**Directive A**: For the forum thread on the leaking acrylic corner tank below, decide whether each statement agrees with it. Answer yes or no for each one, and quote the deciding words of the thread. (i) The original poster says the water at the base of the tank is enough to wet the stand to the point of breakage. (ii) fkshiu advises draining the tank as soon as possible. (iii) hslee has owned an acrylic tank before.

==== Source extract

# Acrylic corner tank leaking?



## klee888 (Apr 21, 2010)

Hi there, I am noticing a small amount of water/sand at the base of my tank where it meets the stand. It is not enough to wet the stand to the point of breakage but enough to worry me. What should I do?


----------



## hslee (Apr 29, 2010)

I've never had an acrylic tank, but if there is a whole big enough for sand to get out, I'd expect a fair amount of water rather than a small amount that you see. Are you sure it wasn't just spilled there when you were doing some work in your tank?


----------



## fkshiu (Apr 22, 2010)

You have a major problem if the crack is big enough for sand to come out as well as water. 

Drain your tank ASAP.


----------



## eternity302 (Apr 22, 2010)

Wow... i would take everything out right now... as it's only matter of time the crack spreads and cause a flood!


----------



## klee888 (Apr 21, 2010)

Yeah, I clean it up and it re-appears at the bottom edge of the tank. I think you guys are right... empty it out.


----------



## bus driver (Apr 24, 2010)

========
==== Material for the task

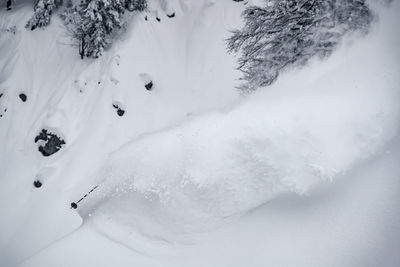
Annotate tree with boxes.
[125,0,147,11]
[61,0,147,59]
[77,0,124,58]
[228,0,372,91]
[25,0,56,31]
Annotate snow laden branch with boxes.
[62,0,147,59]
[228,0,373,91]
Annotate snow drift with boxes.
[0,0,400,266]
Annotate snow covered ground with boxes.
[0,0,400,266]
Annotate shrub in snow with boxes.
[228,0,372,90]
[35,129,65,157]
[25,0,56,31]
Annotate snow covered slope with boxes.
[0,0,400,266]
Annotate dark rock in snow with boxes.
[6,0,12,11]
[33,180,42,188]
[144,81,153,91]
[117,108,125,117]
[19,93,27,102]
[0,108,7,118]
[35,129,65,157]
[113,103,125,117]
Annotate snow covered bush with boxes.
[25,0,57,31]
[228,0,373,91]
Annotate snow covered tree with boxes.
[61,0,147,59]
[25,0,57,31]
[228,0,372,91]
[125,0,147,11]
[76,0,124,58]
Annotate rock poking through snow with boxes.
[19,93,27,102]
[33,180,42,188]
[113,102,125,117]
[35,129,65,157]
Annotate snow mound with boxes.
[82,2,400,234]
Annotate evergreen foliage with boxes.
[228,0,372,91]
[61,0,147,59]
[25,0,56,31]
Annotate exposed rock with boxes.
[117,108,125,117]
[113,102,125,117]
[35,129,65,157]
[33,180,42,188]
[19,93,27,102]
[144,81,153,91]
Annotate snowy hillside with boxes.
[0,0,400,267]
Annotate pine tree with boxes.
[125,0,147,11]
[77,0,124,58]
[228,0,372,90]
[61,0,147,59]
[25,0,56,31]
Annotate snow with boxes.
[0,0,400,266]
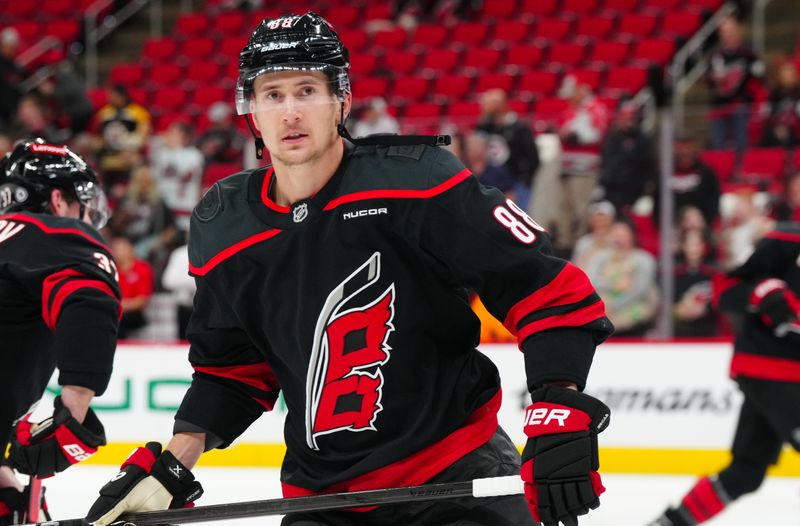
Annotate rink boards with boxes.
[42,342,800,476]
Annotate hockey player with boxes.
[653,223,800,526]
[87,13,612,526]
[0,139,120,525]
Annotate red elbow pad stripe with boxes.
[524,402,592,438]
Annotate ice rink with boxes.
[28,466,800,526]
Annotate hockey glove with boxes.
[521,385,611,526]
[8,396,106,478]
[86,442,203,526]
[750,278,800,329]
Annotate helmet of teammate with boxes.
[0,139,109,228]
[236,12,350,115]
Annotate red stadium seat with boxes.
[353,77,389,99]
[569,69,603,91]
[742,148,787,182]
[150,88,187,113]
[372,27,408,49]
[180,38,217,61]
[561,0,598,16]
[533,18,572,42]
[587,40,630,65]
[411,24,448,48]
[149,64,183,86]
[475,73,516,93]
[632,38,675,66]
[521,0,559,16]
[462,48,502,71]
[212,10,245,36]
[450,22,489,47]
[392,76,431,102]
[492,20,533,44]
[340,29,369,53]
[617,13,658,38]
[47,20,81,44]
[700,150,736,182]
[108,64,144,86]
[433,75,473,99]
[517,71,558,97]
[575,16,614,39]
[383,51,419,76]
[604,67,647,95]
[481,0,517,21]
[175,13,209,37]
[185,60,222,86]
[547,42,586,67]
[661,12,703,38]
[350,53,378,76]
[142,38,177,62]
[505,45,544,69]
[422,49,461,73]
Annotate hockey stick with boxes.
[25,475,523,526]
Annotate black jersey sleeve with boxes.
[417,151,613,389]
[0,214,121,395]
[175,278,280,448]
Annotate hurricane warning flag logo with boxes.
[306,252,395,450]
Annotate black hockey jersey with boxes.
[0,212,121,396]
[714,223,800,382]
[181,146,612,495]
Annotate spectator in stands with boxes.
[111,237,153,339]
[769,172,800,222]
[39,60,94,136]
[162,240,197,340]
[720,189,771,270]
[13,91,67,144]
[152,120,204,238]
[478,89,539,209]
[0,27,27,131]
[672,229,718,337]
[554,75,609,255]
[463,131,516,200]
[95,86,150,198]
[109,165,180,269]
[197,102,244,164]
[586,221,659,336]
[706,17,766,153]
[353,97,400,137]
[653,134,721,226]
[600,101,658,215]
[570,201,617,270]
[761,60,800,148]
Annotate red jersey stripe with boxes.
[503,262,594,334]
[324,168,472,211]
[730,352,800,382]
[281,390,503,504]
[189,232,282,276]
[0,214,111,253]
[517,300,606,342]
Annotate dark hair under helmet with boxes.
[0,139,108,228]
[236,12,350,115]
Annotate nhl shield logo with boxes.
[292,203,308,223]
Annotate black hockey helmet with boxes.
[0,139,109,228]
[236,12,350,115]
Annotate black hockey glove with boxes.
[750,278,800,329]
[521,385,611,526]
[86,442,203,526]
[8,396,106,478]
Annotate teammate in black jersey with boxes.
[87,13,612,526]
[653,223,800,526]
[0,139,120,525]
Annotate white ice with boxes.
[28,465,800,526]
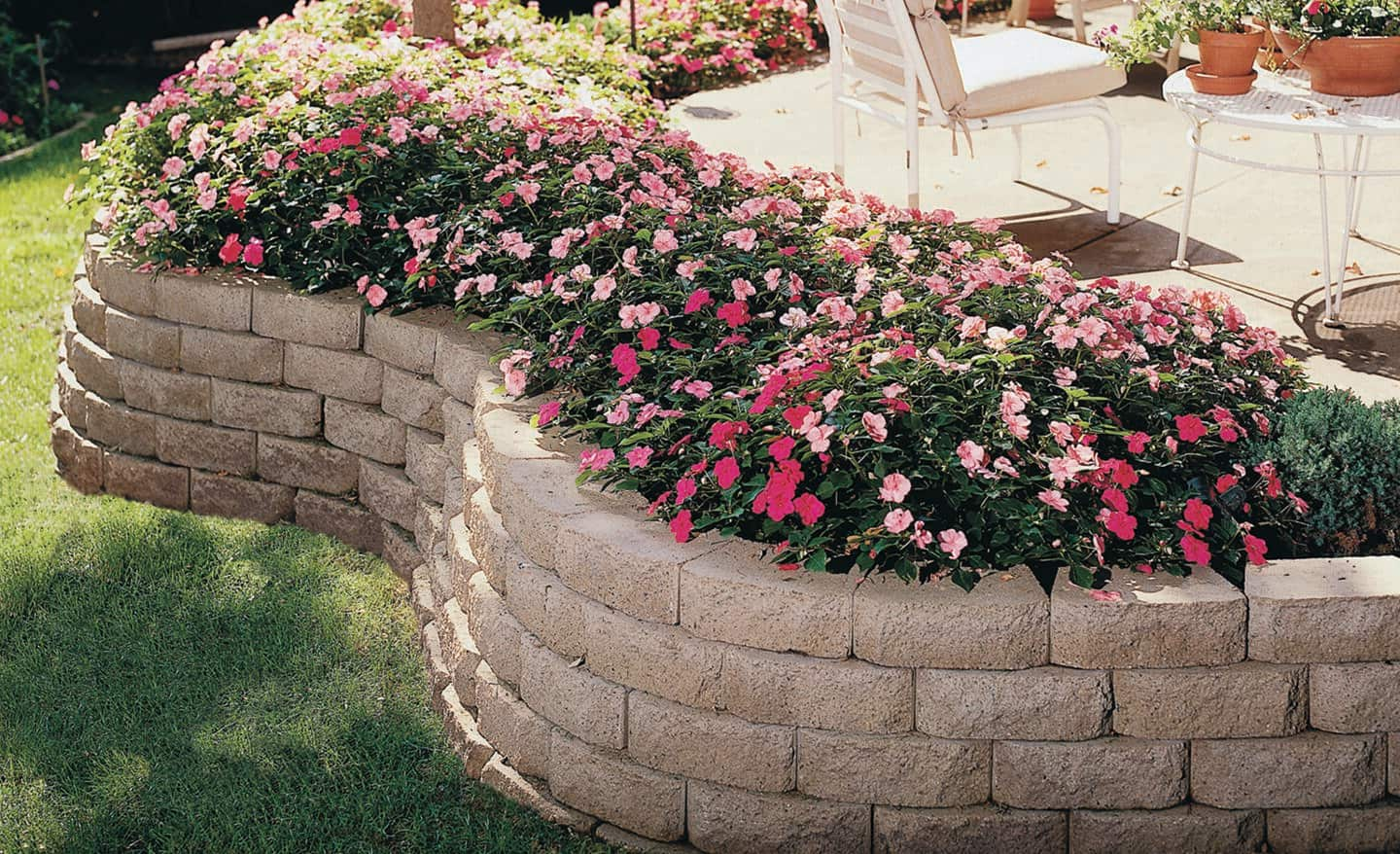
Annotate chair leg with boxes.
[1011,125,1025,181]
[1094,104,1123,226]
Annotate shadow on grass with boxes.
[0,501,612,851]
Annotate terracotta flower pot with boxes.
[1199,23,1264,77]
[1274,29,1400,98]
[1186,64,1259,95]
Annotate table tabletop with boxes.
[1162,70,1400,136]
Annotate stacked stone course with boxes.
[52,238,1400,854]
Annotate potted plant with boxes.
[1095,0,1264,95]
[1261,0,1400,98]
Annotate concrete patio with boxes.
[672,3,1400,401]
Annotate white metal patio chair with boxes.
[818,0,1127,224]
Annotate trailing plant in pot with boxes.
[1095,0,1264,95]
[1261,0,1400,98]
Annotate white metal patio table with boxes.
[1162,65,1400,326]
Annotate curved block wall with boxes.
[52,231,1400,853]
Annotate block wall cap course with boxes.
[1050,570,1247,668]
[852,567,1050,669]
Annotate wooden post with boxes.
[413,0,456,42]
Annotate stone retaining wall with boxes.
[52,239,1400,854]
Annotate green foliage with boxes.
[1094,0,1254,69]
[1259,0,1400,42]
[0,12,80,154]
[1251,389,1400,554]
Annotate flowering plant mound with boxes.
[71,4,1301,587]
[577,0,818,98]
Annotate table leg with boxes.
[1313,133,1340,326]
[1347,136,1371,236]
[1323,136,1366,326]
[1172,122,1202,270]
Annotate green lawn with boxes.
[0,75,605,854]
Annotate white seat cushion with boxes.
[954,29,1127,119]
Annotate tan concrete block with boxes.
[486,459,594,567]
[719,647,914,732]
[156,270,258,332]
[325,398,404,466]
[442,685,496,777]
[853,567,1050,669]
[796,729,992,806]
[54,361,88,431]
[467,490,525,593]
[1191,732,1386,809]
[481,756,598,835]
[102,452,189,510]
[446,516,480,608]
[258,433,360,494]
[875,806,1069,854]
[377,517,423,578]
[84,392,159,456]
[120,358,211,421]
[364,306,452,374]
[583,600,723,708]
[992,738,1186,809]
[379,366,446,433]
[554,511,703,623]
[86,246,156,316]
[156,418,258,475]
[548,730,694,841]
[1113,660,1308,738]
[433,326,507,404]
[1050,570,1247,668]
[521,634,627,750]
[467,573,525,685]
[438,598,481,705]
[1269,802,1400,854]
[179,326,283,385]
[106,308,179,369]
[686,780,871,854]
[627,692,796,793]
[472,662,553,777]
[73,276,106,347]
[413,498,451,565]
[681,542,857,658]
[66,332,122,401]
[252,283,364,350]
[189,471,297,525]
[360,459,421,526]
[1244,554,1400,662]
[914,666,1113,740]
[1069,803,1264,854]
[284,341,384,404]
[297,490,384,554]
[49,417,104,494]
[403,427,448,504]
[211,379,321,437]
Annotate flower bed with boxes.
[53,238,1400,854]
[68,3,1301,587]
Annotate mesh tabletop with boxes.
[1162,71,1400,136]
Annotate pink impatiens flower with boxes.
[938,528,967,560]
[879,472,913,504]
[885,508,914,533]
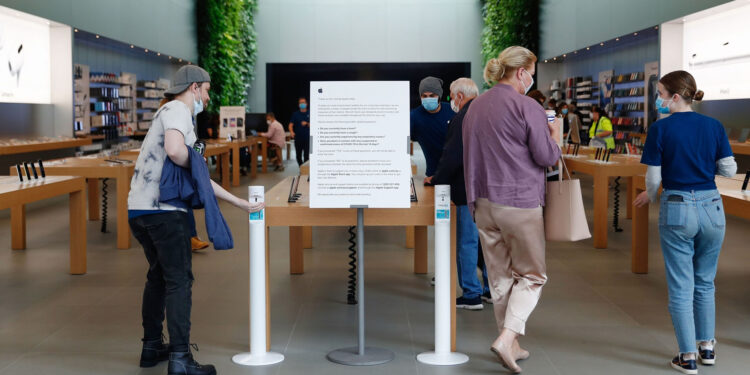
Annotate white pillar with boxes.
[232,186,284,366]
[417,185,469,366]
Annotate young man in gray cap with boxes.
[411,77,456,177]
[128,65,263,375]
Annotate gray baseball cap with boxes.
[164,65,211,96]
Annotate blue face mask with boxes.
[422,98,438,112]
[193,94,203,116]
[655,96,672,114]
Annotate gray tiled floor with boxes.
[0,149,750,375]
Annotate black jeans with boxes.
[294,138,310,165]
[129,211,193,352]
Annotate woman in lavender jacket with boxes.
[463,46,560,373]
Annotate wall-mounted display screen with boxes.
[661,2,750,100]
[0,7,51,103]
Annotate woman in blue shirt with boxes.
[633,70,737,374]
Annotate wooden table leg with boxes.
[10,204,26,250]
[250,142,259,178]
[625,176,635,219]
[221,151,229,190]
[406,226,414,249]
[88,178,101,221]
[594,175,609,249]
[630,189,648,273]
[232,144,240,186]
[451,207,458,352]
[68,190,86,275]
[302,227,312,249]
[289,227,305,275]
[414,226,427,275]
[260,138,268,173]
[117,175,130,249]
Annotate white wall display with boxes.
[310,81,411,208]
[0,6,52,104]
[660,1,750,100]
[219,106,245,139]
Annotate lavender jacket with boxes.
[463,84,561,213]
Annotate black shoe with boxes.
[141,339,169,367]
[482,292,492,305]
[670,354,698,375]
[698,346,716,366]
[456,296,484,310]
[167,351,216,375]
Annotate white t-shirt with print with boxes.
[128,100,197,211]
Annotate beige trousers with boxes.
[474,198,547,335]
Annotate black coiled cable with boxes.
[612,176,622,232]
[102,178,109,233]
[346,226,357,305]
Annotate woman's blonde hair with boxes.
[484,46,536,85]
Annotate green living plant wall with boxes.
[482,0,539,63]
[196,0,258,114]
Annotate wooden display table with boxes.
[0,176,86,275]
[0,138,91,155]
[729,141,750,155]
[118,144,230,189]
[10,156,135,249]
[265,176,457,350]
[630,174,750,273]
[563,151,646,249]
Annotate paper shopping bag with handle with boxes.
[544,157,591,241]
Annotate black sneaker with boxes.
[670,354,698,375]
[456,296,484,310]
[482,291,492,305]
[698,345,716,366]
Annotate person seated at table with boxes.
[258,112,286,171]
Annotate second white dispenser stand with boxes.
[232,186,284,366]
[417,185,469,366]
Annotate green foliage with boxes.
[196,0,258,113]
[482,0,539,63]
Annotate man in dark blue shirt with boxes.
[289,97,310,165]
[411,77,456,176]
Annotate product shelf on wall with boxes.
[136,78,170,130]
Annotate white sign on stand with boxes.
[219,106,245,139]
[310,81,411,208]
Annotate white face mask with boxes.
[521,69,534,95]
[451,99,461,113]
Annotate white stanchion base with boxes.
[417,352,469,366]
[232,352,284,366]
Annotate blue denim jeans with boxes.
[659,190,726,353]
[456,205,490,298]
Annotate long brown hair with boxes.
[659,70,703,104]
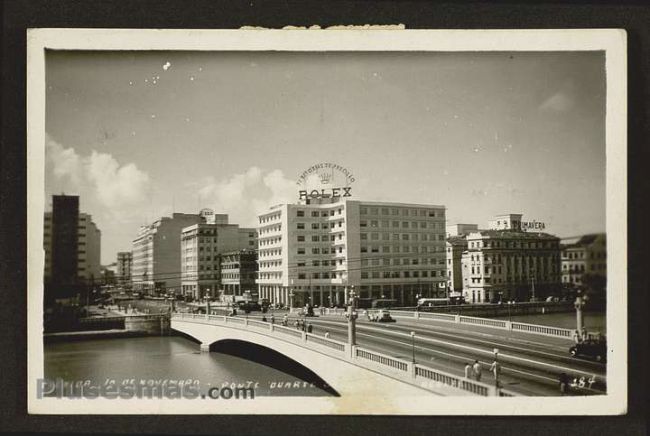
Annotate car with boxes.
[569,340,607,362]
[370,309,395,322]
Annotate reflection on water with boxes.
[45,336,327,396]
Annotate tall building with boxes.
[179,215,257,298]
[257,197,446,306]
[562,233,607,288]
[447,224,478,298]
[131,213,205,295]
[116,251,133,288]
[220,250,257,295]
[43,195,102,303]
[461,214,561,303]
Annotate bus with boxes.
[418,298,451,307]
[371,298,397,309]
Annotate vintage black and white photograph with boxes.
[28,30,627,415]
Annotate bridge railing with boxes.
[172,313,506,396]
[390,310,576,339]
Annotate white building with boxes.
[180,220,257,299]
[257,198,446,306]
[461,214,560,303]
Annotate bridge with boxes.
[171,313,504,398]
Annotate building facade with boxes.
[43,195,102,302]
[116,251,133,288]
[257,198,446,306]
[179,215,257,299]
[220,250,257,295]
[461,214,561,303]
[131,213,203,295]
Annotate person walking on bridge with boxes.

========

**Directive B**: Convert the records between the lines holding "Annotate black hockey glove with boxes." and "[672,3,1400,401]", inclusive, into a two-column CSV with the columns request and boxes. Give one row for each request. Put its text and its answer each in one quoted field, with line breaks turned into spaces, and leave out the picture lines.

**Solution A**:
(i) No: "It is not enough to wet the stand to the point of breakage but enough to worry me."
(ii) Yes: "Drain your tank ASAP."
(iii) No: "I've never had an acrylic tank"

**Solution B**:
request,boxes
"Annotate black hockey glove with boxes.","[750,278,800,329] [521,385,611,526] [86,442,203,526] [8,396,106,478]"
"Annotate teammate in black jersey with boxes.","[87,13,612,526] [653,223,800,526] [0,139,120,525]"
"Annotate white ice with boxes.","[28,465,800,526]"
"Annotate chair leg with boxes.","[1011,125,1025,181] [1094,104,1123,226]"
"Annotate shadow on grass with boxes.","[0,501,612,851]"
"Annotate terracotta flower pot with boxes.","[1199,23,1264,77] [1274,29,1400,98] [1186,64,1259,95]"
"Annotate table tabletop with boxes.","[1162,70,1400,136]"
"Annotate stacked stone course with boxes.","[52,238,1400,854]"
"Annotate potted plant with boxes.","[1095,0,1264,95] [1261,0,1400,98]"
"Annotate concrete patio with boxes.","[672,3,1400,401]"